- Texte à lire:
>>>
Cachez ces banlieues que nous ne saurions voir. Etranges, opaques, assommantes. Un sentiment de malaise, un nouvel unheimlich nous envahit lorsque nous pénétrons entre ses murs. Même si jusqu’à preuve du contraire la banlieue n’est pas encore l’équivalent du ghetto de Varsovie, les médias, les ouï-dire et les ouï-lire nous accompagnent. Et justement la psychanalyse dont on nous dit qu’elle n’intéresse plus personne ne disposerait-t-elle pas des outils les plus à même de dresser une carte de cette terra incognita ? C’est le pari de ce livre.
Aujourd'hui certains de ses praticiens s’installent en ces lieux ce qui n’est pas sans panache ni sans audace. Puisqu’à côté de cette inquiétante étrangeté sociale dont les médias se font l’écho depuis des lustres s’en dévoile une autre, psychique, clinique. C’est d’abord le sujet de cet essai qui le rend intéressant, forcément, vu le nombre de « spécialistes » qui en ont fait le tour sans y pénétrer comme les lieux dont il est question.
On dit depuis quelque temps qu’il se dessine de nouvelles pathologies dans le corps social. Ces banlieues en seraient-t-elles à la pointe ? Une consultation de banlieue ne semble pas relever des catégories cliniques classiques. Celles issues des principaux concepts de Freud et de Lacan. L’auteur pose donc des questions-clés. Ces principaux concepts sont-t-ils des invariants ou bien peuvent ils changer ? Seraient-ils en train de changer ? Est-ce une clinique spécifique ? Pourquoi pas une clinique des classes sociales pendant qu’on y est ? Aller voir du côté de la fonction paternelle, « loi définitive de l’humanité », peut apporter des réponses. Du côté du transfert également. Prudent mais charpenté, ce livre se propose avec les outils de la psychanalyse, au moyen d’un excellent panorama de la dialectique lacanienne qui peut à l’occasion être didactique, de pénétrer dans ce nouveau far-west.
La thèse de l’auteur peut s’énoncer ainsi : cette « clinique des banlieues » fait l’état des lieux des bouleversements de la fonction paternelle dans un monde soumis à l’impact massif du discours du capitaliste. Lequel viendrait subvertir le discours du maître, lieu des signifiants maîtres du contrat social. Or le père joue un rôle essentiel à l’échelle du lien social. L’auteur met à vif les formes de cette défaillance : dénonciation, refus, démenti, déni, forclusion ? Ce discours nie la subjectivité et la dimension du manque. Il fait fi de la castration. Le consumérisme incline à cette pente permanente à jouir en substituant une succession infinie d’objets au réel objet du manque. Les individus et les objets sont interchangeables. Progrès technologique égale progrès social ? Que deviennent les places de père réel, symbolique, imaginaire, soumises à cette nouvelle horizontalité dans laquelle ces nouvelles générations sont immergées depuis leur naissance ? Atténuation des disparités symboliques des positions des deux parents, enfants devenus objets de l’économie parentale, sentiment de filiation atténué.
<<<
- Consignes:
A - Recopiez le passage du texte compris entre « Cachez ces banlieues » et « de ce livre. », ces deux bornes incluses.
B - Pour chacune des affirmations suivantes, répondez par oui ou par non selon qu'elle concorde ou non avec le texte, puis citez fidèlement les mots du texte qui tranchent : (i) la banlieue est déjà l'équivalent du ghetto de Varsovie ; (ii) le discours du capitaliste viendrait subvertir le discours du maître ; (iii) les individus et les objets sont interchangeables.
Les enregistrements forment un matériau à part, indépendant du texte.

- Données fournies:
>>>
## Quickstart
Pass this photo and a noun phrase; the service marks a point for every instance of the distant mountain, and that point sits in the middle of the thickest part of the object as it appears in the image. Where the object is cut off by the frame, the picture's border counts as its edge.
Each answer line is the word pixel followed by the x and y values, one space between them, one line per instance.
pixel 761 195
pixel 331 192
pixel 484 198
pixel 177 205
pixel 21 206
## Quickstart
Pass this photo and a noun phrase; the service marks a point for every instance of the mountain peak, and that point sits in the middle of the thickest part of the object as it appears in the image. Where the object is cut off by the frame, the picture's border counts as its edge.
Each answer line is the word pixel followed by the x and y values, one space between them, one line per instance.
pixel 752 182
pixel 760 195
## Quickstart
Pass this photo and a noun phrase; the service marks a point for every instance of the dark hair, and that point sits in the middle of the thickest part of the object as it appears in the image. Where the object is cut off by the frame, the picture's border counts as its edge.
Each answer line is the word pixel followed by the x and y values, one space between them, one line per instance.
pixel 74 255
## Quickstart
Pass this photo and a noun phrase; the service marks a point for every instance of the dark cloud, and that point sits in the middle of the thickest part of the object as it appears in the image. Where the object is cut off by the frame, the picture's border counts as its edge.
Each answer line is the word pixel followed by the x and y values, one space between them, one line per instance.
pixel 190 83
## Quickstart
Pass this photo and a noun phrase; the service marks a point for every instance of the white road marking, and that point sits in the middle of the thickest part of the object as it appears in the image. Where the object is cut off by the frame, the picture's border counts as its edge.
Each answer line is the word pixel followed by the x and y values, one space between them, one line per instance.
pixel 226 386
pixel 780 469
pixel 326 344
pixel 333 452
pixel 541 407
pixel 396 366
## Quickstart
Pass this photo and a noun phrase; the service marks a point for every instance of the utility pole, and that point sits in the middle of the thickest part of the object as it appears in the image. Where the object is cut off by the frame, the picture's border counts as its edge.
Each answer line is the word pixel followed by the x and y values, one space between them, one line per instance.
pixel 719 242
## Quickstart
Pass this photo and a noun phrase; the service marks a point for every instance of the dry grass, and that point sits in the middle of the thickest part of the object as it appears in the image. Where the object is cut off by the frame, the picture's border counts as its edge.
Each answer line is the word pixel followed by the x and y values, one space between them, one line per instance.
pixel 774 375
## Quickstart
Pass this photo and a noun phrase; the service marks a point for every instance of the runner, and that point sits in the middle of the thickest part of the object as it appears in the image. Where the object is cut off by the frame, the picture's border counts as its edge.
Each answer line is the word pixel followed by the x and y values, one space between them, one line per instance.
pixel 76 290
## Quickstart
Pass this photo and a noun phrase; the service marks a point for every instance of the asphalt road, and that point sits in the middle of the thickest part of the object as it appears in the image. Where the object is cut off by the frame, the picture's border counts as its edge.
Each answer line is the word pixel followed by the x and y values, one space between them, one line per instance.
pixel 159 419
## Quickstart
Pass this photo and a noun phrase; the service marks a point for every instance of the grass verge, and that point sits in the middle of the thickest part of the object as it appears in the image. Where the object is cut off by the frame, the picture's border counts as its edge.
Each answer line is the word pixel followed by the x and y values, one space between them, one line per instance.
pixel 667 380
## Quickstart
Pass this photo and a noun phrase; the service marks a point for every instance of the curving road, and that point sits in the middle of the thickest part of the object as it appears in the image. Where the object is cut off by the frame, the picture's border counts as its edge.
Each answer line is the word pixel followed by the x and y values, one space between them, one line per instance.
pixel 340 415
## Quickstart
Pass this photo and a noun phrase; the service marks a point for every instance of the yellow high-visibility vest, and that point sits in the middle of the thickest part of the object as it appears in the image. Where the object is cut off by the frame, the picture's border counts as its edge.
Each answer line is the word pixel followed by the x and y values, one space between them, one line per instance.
<<<
- Vos réponses:
A -
Cachez ces banlieues que nous ne saurions voir. Etranges, opaques, assommantes. Un sentiment de malaise, un nouvel unheimlich nous envahit lorsque nous pénétrons entre ses murs. Même si jusqu’à preuve du contraire la banlieue n’est pas encore l’équivalent du ghetto de Varsovie, les médias, les ouï-dire et les ouï-lire nous accompagnent. Et justement la psychanalyse dont on nous dit qu’elle n’intéresse plus personne ne disposerait-t-elle pas des outils les plus à même de dresser une carte de cette terra incognita ? C’est le pari de ce livre.

B -
(i) Non : « la banlieue n’est pas encore l’équivalent du ghetto de Varsovie »
(ii) Oui : « l’impact massif du discours du capitaliste. Lequel viendrait subvertir le discours du maître »
(iii) Oui : « Les individus et les objets sont interchangeables. »